:: Source extract
# The Autumn Show, Newark 2012



## scottie (May 11, 2005)

Hi all

I am the only one going to this rally,if so I will ask lady J to pull this show as well,
I thought the following members had their name down but not showing in the numbers.

The Boombas 23/03/12

Yoolie 17/07/12

We need more members to attend,I get lonely. :lol: 


can you please confirm if you are attending.

George


----------



## mendit (May 29, 2011)

Have booked and paid see you there


----------



## scottie (May 11, 2005)

mendit said:


> Have booked and paid see you there[/quote
> 
> Hi
> have you booked to camp with MHF,if so have you added your name to the list.
> George


----------



## mendit (May 29, 2011)

Yes booked to camp with mhf where's the list?


----------



## an99uk (May 12, 2005)

Add yourself to the rally list here.

Front page about 2/3rds way down,forthcoming rallies, just click on "I want to attend this rally"

http://www.motorhomefacts.com/modules.php?name=Rallies&op=display_results&rid=345

See you there.


----------



## piinch (May 17, 2009)

I am attending this show, but have booking into the disabled area, hope to see you there


----------



## scottie (May 11, 2005)

Hi Campers

Can members who have booked to camp with MHF please add their name on this thread ,
There appear a problem with the MHF page as it is only showing 1 member camping,I have asked nuke to check it.

I know 3 members have confirmed but not showing there,please add your name here.
George


----------



## LadyJ (May 9, 2005)

Hi All

Can we have a few more of you booking for Newark please at the moment there is only scottie who is your marshal and one other going to this show  :roll: 

We really need at leat 10 more of you to join scottie there please as he is giving up his weekend to look after you all and if we do not get more attendees then we will not be having a rally there next year.

So come on folks support your rally team please

Jcquie


----------



## LadyJ (May 9, 2005)

Hi All

Can we have a few more of you booking for Newark please at the moment there is only scottie who is your marshal and one other going to this show  :roll:

We really need at leat 10 more of you to join scottie there please as he is giving up his weekend to look after you all and if we do not get more attendees then we will not be having a rally there next year.
::::
:: Collected data
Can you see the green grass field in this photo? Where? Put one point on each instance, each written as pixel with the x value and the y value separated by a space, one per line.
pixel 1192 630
::::
*What this exercise asks*:
1. From the Newark rally thread, repeat word for word the passage starting with "Can members who" and going on through "to check it.".
2. Answer these from the Newark rally thread:
(a) What date is given next to Yoolie's name?
(b) Which area did piinch book into?
(c) How many more attendees does LadyJ say are needed to join scottie?
3. Go on with the Newark rally thread from the point where it stops.
The data above comes from a separate source and has no connection to the rally thread.

*Task-by-task outputs*:
1.
Can members who have booked to camp with MHF please add their name on this thread ,
There appear a problem with the MHF page as it is only showing 1 member camping,I have asked nuke to check it.

2.
(a) 17/07/12
(b) The disabled area
(c) At least 10 more

3.
So come on folks support your rally team please

Autumn Fair Rally

Jacquie


----------



## scottie (May 11, 2005)

Hi Jac

is it to late to pull this rally or would it be unfair to the 1 member that has booked and confirmed.  

george


----------



## UncleNorm (May 1, 2005)

scottie said:


> Hi Jac
> 
> is it to late to pull this rally or would it be unfair to the 1 member that has booked and confirmed.
> 
> george


You can guess my answer George. It's not just Facts that's struggling... FUN only has 8 down for Newark.


----------



## mendit (May 29, 2011)

Guys we have booked with mhf but are going anyway so if the rally needs to be pulled it will not stop us going and we do understand the problem


----------



## scottie (May 11, 2005)

mendit said:


> Guys we have booked with mhf but are going anyway so if the rally needs to be pulled it will not stop us going and we do understand the problem


Hi
It looks as if we are going to have to drink the beer our self as not many others interested.we will see,there might be some late additions.
George :wink:


----------



## scottie (May 11, 2005)

little bump
any more interested.


----------



## scottie (May 11, 2005)

hello AGAIN
any for for this rally, :?: :?: :?: :?: :?: :?: :?: :?: :?: :?:


----------



## scottie (May 11, 2005)

hi
still only 2 for this rally,where are you all hiding or going too.
:lol:


----------



## scottie (May 11, 2005)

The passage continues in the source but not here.